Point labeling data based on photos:
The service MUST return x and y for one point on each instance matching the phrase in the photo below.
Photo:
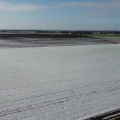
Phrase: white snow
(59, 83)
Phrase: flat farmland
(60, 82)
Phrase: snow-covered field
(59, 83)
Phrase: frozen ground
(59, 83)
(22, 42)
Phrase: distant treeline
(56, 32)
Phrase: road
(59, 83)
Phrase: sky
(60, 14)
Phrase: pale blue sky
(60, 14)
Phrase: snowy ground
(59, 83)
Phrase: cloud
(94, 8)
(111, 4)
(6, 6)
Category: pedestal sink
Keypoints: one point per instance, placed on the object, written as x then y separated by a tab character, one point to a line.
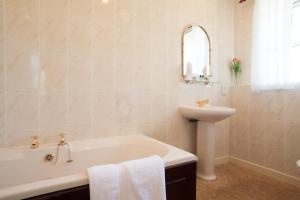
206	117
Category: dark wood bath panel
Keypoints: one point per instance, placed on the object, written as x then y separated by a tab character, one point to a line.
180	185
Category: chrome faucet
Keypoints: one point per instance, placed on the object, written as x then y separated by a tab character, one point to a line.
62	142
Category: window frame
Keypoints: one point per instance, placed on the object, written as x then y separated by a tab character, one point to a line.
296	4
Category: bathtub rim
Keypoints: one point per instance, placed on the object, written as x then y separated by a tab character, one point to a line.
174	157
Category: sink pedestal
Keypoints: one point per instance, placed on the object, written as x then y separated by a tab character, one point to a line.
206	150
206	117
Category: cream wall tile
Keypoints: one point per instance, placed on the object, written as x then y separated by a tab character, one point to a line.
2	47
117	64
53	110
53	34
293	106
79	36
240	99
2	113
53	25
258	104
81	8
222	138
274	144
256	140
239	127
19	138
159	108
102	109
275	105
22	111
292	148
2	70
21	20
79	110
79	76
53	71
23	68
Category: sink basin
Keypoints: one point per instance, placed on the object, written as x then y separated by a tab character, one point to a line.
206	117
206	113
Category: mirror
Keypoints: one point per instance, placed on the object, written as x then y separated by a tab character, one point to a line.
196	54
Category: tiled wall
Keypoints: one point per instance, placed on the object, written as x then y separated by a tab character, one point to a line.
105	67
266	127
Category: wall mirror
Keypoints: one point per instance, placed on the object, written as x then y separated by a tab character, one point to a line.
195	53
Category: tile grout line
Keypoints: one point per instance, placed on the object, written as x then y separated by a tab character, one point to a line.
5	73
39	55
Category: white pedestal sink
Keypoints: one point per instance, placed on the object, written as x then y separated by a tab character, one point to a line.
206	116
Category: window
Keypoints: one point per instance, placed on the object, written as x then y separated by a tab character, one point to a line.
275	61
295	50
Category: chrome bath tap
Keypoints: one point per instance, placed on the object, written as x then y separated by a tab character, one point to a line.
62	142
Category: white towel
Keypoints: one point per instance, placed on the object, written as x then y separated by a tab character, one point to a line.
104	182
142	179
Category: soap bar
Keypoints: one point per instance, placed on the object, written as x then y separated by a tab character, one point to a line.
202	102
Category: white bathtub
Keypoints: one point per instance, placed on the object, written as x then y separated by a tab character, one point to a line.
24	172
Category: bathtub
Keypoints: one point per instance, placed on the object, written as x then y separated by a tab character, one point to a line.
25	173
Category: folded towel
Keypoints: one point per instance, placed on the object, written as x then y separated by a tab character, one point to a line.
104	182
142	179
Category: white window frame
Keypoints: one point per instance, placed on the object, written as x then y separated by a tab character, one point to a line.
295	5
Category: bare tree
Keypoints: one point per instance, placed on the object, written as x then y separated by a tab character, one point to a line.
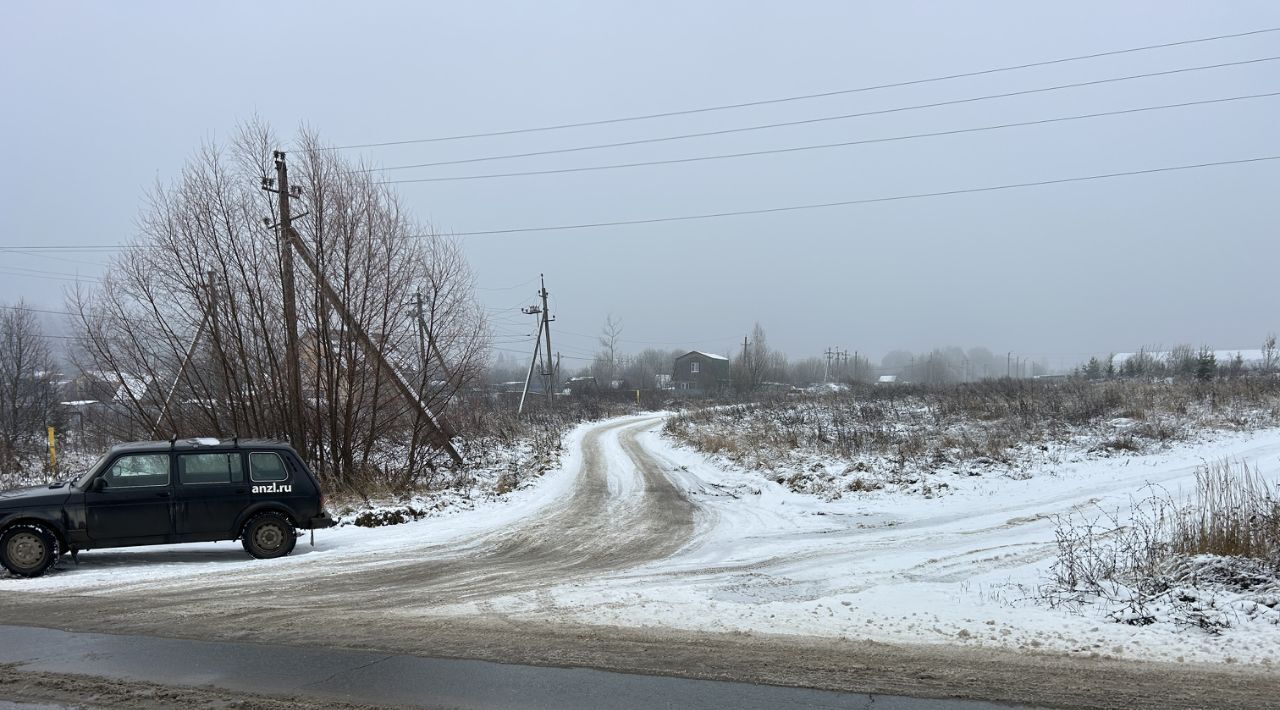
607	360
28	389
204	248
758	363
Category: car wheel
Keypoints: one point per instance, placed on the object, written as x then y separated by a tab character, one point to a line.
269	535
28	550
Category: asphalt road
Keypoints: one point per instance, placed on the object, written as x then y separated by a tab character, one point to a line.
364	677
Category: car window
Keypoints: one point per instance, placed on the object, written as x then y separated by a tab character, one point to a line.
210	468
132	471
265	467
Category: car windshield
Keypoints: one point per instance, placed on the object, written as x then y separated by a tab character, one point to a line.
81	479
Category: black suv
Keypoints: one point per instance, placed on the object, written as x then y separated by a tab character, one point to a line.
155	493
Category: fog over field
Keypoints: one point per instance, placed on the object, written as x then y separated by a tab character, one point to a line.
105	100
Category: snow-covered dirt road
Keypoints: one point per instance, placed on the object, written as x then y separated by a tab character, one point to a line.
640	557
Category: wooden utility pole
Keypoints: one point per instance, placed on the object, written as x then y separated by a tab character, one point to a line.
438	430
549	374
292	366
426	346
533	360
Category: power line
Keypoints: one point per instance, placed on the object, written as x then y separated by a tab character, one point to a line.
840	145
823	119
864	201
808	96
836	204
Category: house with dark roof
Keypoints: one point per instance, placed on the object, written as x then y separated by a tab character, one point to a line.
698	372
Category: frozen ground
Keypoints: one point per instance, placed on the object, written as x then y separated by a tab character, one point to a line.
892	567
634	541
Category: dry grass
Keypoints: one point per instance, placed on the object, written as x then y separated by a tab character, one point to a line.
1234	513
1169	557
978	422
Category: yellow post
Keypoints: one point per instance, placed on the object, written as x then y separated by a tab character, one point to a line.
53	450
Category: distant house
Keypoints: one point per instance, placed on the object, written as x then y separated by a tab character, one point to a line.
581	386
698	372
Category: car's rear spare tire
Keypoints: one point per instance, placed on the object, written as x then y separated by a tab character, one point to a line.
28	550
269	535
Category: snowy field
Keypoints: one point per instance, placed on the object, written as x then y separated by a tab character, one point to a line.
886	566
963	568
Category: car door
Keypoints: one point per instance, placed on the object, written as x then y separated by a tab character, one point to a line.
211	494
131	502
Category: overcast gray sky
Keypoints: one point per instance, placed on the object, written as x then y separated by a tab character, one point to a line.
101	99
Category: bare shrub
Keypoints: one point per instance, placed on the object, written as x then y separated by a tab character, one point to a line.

→ The task
Please shift every point coordinate by adding 45 to each of its numbers. Rewrite only the part of the records that opens with the line containing "Category: distant house" and runs through the end of the records, keeping every line and the requests.

→ Task solution
Category: distant house
Keypoints: one point per instance, placed on the object, written as x then y separated by a tab character, one point to a line.
626	431
743	417
Category: car's rear spare tire
Keypoints: one point per instance, placed on the object, written as x then y separated by a tab character, one point to a line.
73	595
314	580
Category: snowy field
Keypoints: one point per instance, placed on the object, written as x then y separated by a tab character, one point to a line.
931	611
1008	613
Category: car door
Keypoints: one point per instance, placed on the object, written as x then y separated by a tab character, one point to a line.
256	539
176	547
Category: overcast gray sky
Keypoints: one point per instance, placed on the object, written as x then y separated by a tab character, one point to a line.
146	144
Category: bare shrub
Keypoints: one point per instance, placed on the object, written as x then y separated by a tab character, one point to a line.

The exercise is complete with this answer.